* BEGIN STORED DATA *
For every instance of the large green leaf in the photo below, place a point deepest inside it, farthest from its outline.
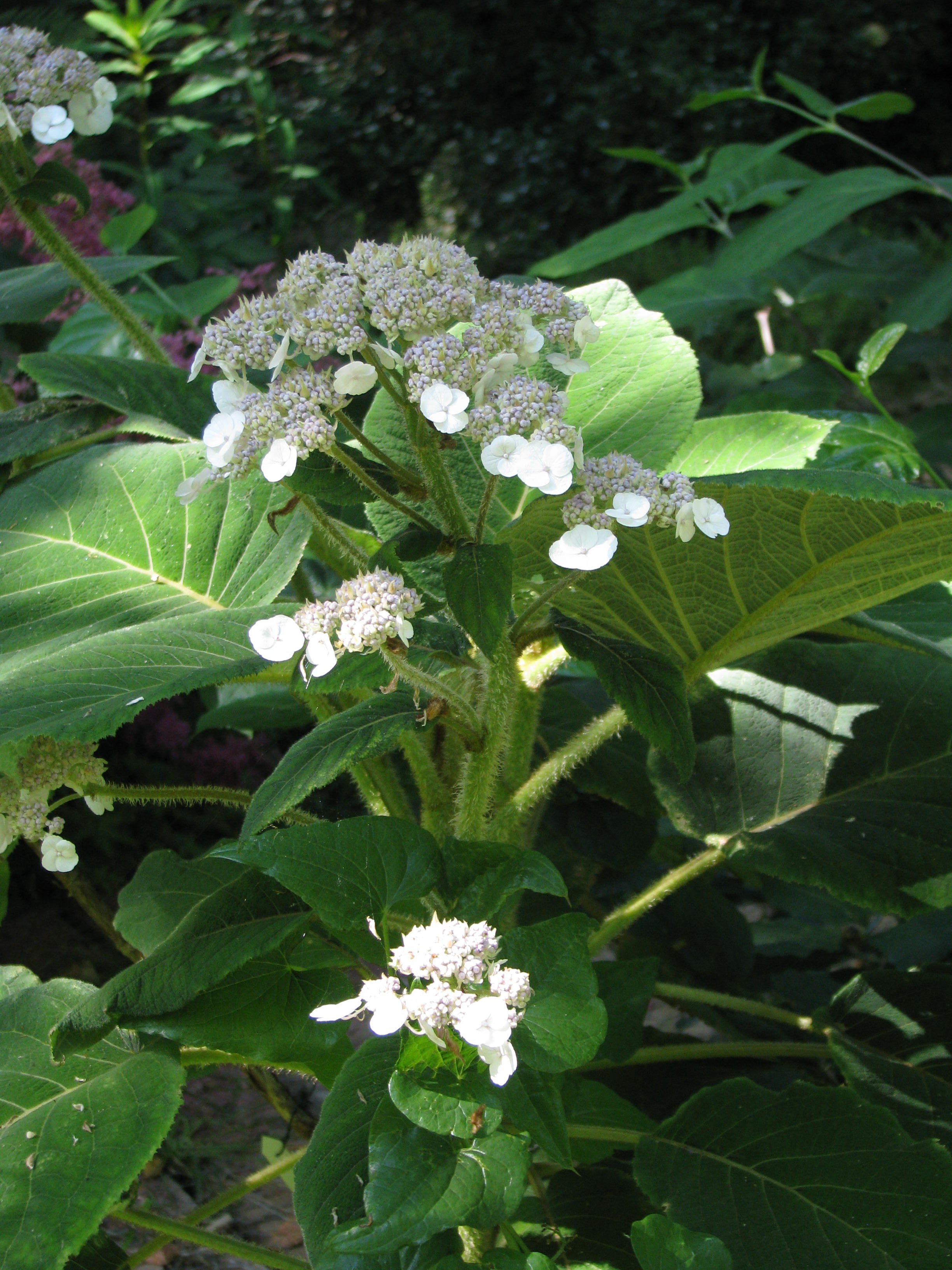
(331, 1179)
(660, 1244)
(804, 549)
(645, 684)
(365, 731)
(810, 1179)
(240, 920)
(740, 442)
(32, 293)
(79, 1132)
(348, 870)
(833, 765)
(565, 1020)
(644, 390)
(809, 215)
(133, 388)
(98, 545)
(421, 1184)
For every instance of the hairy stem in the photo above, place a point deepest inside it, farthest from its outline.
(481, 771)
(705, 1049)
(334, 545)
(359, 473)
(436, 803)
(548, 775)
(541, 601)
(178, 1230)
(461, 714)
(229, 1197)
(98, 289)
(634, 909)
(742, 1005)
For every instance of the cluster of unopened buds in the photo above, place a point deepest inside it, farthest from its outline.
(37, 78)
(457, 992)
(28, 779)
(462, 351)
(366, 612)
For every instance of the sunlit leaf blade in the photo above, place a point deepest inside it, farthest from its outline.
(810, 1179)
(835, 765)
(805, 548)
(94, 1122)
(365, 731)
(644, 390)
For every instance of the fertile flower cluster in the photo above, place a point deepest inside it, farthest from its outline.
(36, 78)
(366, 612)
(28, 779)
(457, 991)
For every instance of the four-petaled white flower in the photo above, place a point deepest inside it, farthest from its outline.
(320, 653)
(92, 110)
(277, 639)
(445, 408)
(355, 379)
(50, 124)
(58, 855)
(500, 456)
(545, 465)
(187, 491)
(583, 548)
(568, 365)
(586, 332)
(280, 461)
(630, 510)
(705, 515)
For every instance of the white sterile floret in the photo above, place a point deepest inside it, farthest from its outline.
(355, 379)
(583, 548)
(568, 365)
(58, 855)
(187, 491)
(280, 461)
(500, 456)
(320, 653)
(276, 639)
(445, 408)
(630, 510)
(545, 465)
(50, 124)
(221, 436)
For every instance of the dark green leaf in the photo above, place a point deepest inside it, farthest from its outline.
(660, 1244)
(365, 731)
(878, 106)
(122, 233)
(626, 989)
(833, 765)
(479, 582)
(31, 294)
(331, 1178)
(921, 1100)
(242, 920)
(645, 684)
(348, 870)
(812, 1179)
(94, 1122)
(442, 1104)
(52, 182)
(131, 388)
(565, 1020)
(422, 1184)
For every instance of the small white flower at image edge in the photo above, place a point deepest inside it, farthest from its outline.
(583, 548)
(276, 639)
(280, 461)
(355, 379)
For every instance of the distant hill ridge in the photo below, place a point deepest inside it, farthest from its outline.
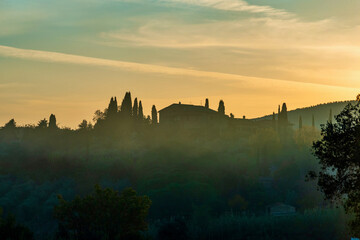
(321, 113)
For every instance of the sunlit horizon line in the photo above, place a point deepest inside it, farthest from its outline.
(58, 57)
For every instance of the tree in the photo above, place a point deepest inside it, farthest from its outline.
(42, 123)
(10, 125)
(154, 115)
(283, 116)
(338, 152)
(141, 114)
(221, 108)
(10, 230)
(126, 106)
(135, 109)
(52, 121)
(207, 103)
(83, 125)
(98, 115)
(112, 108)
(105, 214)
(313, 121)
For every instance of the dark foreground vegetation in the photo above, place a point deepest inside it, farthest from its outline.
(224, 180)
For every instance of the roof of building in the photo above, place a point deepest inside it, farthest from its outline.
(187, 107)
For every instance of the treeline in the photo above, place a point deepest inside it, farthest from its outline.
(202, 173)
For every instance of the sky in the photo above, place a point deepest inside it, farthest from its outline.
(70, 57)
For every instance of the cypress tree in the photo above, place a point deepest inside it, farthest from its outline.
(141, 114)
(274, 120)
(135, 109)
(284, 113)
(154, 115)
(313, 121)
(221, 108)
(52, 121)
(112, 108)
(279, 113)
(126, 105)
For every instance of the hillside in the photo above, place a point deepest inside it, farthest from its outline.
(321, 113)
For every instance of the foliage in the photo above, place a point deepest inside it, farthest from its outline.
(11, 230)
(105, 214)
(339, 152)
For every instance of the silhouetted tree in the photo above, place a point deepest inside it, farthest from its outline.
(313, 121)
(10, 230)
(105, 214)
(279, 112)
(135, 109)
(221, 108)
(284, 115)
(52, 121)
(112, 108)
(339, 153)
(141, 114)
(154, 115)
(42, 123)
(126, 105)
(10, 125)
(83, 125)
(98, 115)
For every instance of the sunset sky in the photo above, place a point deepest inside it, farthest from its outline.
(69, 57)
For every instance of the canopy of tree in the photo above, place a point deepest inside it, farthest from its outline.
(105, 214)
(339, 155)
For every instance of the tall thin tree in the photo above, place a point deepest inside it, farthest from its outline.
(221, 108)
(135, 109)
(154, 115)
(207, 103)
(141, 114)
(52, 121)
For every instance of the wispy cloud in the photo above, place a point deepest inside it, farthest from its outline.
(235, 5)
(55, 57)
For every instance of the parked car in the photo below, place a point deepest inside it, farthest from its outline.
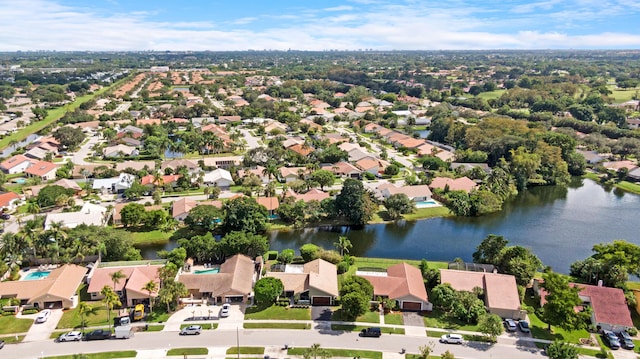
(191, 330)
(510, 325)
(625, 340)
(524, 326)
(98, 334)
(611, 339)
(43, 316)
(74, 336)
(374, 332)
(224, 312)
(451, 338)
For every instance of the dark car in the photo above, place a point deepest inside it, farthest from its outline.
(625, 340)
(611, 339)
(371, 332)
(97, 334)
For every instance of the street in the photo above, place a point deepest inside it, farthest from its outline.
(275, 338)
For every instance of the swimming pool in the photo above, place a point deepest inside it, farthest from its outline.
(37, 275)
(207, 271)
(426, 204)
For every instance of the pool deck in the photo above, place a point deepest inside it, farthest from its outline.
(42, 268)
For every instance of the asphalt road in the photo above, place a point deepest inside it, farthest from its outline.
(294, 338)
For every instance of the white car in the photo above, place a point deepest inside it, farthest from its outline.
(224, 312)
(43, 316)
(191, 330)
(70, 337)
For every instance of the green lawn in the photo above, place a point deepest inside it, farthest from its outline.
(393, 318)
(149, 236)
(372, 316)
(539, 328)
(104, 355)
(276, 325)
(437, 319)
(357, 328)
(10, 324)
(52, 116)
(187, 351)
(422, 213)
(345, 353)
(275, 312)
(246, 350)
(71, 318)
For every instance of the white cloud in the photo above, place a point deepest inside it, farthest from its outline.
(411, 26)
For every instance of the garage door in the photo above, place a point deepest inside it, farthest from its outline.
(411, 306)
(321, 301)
* END STORED DATA *
* BEGIN STORED DATA *
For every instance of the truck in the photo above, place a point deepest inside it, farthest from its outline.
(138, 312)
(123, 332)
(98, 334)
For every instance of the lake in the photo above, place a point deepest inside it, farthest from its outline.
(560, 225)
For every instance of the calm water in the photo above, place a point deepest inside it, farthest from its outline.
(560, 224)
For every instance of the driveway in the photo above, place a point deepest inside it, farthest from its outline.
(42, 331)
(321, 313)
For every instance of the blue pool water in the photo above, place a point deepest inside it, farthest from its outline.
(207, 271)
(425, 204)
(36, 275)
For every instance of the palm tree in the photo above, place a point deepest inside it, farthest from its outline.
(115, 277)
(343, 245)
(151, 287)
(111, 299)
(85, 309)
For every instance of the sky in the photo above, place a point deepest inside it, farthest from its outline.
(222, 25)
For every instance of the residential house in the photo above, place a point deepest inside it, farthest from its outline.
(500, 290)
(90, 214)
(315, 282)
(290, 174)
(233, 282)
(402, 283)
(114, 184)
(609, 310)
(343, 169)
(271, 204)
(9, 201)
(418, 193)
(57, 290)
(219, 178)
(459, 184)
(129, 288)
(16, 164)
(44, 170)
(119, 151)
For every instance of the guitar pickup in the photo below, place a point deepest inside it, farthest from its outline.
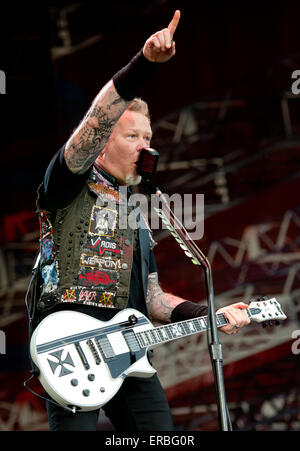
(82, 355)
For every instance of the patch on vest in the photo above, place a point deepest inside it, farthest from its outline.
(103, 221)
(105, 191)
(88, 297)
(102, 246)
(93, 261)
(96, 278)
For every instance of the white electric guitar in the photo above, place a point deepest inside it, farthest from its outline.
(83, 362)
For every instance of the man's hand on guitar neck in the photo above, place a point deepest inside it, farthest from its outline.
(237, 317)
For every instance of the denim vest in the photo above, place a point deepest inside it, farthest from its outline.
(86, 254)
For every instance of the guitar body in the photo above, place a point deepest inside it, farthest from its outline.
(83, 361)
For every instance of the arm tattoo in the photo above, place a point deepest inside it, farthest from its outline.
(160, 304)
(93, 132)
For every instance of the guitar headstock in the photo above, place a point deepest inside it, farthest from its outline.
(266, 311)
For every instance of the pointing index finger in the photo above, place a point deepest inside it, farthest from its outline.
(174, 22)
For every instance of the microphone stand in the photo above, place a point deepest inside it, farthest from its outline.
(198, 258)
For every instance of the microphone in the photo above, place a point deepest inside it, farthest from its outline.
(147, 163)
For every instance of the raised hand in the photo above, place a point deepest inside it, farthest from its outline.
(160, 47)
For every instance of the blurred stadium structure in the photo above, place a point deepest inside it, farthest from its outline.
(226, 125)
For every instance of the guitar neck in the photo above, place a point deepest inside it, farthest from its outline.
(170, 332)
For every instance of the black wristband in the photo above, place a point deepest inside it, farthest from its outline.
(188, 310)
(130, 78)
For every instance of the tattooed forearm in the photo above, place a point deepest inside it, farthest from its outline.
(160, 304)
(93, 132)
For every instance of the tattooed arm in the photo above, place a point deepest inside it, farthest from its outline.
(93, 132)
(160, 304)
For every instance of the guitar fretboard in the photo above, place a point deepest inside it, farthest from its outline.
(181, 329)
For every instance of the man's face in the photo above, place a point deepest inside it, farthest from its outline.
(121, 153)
* END STORED DATA *
* BEGIN STORED DATA *
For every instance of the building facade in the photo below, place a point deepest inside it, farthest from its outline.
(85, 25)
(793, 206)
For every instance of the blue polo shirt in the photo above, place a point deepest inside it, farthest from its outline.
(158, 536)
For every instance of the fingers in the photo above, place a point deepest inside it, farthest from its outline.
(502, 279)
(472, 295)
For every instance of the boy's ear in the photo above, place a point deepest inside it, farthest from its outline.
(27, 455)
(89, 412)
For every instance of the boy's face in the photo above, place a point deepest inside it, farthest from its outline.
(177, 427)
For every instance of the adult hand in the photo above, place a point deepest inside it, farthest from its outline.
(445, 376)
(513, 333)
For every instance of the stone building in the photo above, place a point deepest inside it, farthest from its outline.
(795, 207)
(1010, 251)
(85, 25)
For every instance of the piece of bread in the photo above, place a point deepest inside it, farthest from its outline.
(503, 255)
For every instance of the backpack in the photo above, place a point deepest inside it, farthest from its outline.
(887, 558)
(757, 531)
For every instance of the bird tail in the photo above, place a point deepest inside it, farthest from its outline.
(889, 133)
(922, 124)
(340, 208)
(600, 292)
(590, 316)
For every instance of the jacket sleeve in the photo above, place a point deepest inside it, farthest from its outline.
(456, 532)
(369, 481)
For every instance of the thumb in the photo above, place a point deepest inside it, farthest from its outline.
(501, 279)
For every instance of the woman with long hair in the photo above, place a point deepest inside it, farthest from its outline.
* END STORED DATA *
EXERCISE INSTRUCTIONS —
Please edit the items starting with the line with "For every instance of the large" and going on through the line with "(742, 1005)", putting "fuzzy stem" in place of "hairy stem" and changing nothing else. Return only those lines, without the pictures.

ANSWER TO THIS EXERCISE —
For every instance of the large green leaf in the photo below, place a point deepest inside it, farthest from its outline.
(331, 1179)
(660, 1244)
(804, 549)
(645, 684)
(365, 731)
(810, 1179)
(240, 920)
(740, 442)
(32, 293)
(79, 1132)
(348, 870)
(833, 765)
(565, 1020)
(644, 390)
(809, 215)
(133, 388)
(98, 545)
(421, 1184)
For every instance of the fuzzy stem in the photo above, place a point deepest inside it, farthest from its outline.
(481, 771)
(705, 1049)
(334, 545)
(359, 473)
(436, 803)
(548, 775)
(541, 601)
(178, 1230)
(461, 714)
(229, 1197)
(98, 289)
(634, 909)
(742, 1005)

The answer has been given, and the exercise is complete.